■ What the exercise asks
Give back each entry unchanged, minus pictures.

■ Data records
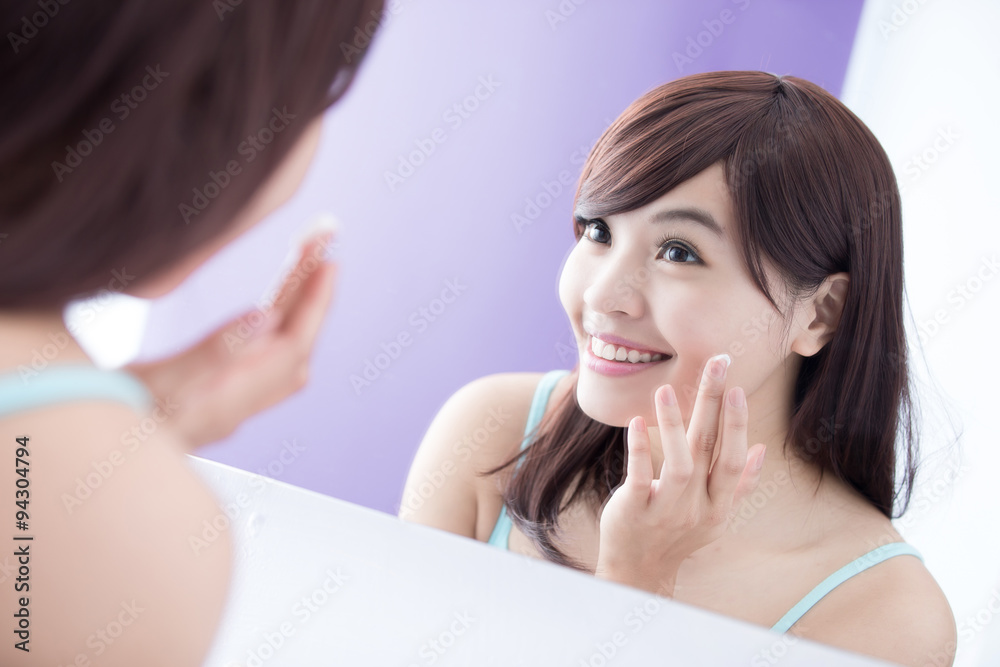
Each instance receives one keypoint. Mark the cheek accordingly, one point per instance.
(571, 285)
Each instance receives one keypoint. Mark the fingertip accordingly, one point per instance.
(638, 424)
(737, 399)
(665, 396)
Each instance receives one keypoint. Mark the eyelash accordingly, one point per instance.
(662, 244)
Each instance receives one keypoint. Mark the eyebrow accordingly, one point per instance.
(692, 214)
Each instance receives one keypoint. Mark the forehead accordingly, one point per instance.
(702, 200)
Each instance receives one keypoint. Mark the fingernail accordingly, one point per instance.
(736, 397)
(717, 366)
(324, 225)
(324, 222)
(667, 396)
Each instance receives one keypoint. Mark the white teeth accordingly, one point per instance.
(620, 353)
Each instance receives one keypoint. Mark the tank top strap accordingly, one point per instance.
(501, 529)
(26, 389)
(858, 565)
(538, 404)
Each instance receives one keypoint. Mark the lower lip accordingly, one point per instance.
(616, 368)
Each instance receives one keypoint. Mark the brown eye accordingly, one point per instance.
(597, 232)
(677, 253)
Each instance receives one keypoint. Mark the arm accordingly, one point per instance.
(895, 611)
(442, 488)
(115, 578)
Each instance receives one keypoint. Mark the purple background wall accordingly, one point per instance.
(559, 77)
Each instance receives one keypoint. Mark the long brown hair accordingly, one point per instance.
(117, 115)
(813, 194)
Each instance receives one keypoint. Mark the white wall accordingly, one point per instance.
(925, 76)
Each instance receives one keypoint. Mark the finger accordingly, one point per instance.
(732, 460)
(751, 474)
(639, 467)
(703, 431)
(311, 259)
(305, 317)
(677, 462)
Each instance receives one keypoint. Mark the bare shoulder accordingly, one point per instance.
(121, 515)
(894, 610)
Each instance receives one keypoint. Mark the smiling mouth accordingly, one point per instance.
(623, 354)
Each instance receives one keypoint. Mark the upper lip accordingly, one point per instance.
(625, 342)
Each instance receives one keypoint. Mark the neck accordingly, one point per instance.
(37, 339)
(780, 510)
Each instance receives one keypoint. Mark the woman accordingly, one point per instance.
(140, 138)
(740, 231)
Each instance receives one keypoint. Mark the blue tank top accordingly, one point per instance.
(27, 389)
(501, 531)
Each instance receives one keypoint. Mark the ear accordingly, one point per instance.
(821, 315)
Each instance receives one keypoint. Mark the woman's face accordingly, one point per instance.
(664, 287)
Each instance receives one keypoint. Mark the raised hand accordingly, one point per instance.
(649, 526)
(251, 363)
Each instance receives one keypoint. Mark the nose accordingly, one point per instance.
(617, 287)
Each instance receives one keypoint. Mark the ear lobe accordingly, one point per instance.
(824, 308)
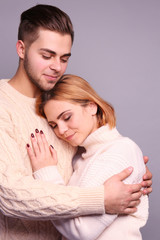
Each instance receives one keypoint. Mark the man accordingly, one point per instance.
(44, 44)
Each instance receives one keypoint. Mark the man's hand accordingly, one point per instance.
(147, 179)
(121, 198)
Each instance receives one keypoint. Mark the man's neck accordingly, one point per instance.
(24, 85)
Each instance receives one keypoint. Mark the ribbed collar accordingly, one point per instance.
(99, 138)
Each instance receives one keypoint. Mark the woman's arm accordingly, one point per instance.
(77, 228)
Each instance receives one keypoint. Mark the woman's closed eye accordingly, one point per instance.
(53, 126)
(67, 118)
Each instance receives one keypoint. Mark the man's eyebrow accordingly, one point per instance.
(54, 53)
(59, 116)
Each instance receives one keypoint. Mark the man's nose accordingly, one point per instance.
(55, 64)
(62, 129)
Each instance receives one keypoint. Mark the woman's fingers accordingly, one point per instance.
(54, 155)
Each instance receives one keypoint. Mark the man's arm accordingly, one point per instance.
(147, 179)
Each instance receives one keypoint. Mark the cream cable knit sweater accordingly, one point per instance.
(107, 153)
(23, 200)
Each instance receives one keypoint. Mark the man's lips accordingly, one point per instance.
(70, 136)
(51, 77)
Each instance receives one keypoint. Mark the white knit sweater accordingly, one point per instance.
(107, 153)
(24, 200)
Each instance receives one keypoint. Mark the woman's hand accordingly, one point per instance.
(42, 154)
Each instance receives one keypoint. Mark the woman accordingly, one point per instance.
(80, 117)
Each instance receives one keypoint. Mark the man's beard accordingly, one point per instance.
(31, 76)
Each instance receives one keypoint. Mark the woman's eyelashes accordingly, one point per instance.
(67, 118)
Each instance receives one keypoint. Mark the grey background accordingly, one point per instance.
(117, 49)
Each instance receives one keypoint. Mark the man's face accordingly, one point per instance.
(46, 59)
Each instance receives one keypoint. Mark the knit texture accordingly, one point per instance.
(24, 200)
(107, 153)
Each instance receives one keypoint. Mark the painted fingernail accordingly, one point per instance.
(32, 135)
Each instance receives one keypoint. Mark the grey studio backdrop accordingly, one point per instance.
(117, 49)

■ In response
Each instance receives one keypoint. Mark the cheek accordingly, one point per instance.
(571, 285)
Each instance receives one keypoint. Mark the fingertip accordingly, one point per instance.
(638, 424)
(737, 399)
(665, 396)
Each instance receives one keypoint. Mark the eyelash accordingly, one point per instance.
(662, 244)
Each instance receives one keypoint. Mark the eyebrow accordingly, one point per instance.
(692, 214)
Each instance receives one keypoint. Mark the forehead accordingly, one point per instance.
(702, 200)
Each instance receives one keypoint. Mark the fingernail accordingly, one point per instance.
(736, 397)
(717, 366)
(324, 225)
(324, 222)
(667, 396)
Each instance receives one keypoint. Mark the white teeth accordingly, one point per instance.
(620, 353)
Each instance receives one keypoint. Mark the tank top strap accordingly, one point per instance.
(501, 529)
(26, 389)
(858, 565)
(538, 404)
Each instance receives one keypoint. Mark the lower lip accordingly, one point per instance.
(616, 368)
Each instance receives one keypoint. Mark the brown eye accordingly, one point per instance.
(597, 232)
(677, 253)
Each instance receives one keypoint. Mark the arm accordingly, one point per instance.
(895, 611)
(442, 488)
(115, 578)
Each instance receives one keypoint. Mark the purple background wall accordingly, one point per instance.
(559, 77)
Each instance receives one keypoint. Mark the long brown hair accordingly, one point per instance.
(117, 115)
(813, 194)
Each instance receives one keypoint. Mark the white wall accordingly, one point per instance.
(925, 76)
Each instance receives one keypoint. Mark the finger accordingly, one point per instance.
(732, 460)
(751, 474)
(639, 467)
(703, 431)
(311, 259)
(305, 317)
(677, 462)
Each instance receives one keypoint. Mark the bare shoulder accordingly, one point per instance.
(121, 515)
(894, 610)
Each instance receives one keypoint. Mark the smiling mouth accordingly, one point per instance.
(623, 354)
Each instance receives one keypoint. Mark the upper lip accordingly, one point per instance.
(625, 342)
Each instance receives one keypoint. Mark the neck accordingly, one point per instance.
(37, 339)
(780, 510)
Each instance receives one keypoint. Mark the woman accordingly, one point per instance.
(140, 138)
(740, 231)
Each instance receives one keypoint. Mark the blue tank top accordingly, one point per instance.
(27, 389)
(501, 531)
Each instance receives one keypoint. Mark the ear accordingly, one point per instance.
(821, 315)
Each instance receives one keypoint. Mark the woman's face accordingly, one point per instance.
(664, 287)
Each instance receives one keypoint. Mark the raised hand accordingly, one point per instance.
(649, 526)
(251, 363)
Each instance receives one keypoint. Mark the nose accordingly, one point per instance.
(617, 287)
Each instance receives one keypoint. Mark the ear lobe accordingly, one point per instance.
(824, 308)
Each instance receives one keypoint. Mark the man accordingly, one point per instance.
(44, 44)
Each instance receives one keypoint. Mark the man's hand accordingly, one point per instance.
(147, 179)
(121, 198)
Each instance receives one keypoint. Mark the man's neck accordingly, one point per instance.
(24, 85)
Each instance receives one keypoint. Mark the ribbed collar accordingly, one point per instance.
(99, 138)
Each instance receives one keypoint. Mark the woman's arm accordingly, one point per instance.
(77, 228)
Each instance receives one keypoint. Mark the woman's closed eye accordingly, one point per instance.
(53, 126)
(67, 118)
Each instance receives one keypoint. Mark the man's eyebrow accordingly, one point per instance.
(54, 53)
(59, 116)
Each instance receives one keypoint. Mark the man's nose accordingly, one point per instance.
(55, 64)
(62, 129)
Each instance receives one keypoint. Mark the woman's fingers accordingly, one point per instance.
(54, 155)
Each instance receives one keypoint. Mark the man's arm accordingly, one point per instance.
(147, 179)
Each instance receives one keypoint. Mark the cream cable knit sweater accordingly, one point per instance.
(107, 153)
(23, 200)
Each instance receives one keypoint. Mark the man's lips accordingly, one point per instance.
(70, 136)
(51, 77)
Each instance receives one keypoint. Mark the white knit sweater accordingly, one point per instance.
(107, 153)
(24, 200)
Each instance receives one keypoint. Mark the woman's hand accordingly, one point per instance.
(42, 154)
Each instance receives one keypoint. Mark the woman accordingly, one point per instance.
(80, 117)
Each instance receives one keypoint. Mark the man's beard accordingly, one point per instance.
(31, 76)
Each instance receives one keypoint. Mark the woman's eyelashes accordingly, one point per instance.
(67, 118)
Each instance receives one keypoint. Mark the grey background accordingly, one point per instance.
(117, 49)
Each instance receives one keypoint. Mark the man's face accordingly, one point per instance.
(46, 59)
Each instance receives one keypoint. Mark the knit texture accordingly, one point per instance.
(24, 200)
(107, 153)
Each instance receives one keypoint. Mark the painted fingernail accordingly, one point per instance.
(32, 135)
Each instance receives one keypoint. Mark the grey studio backdrop accordingly, one point per instance.
(117, 49)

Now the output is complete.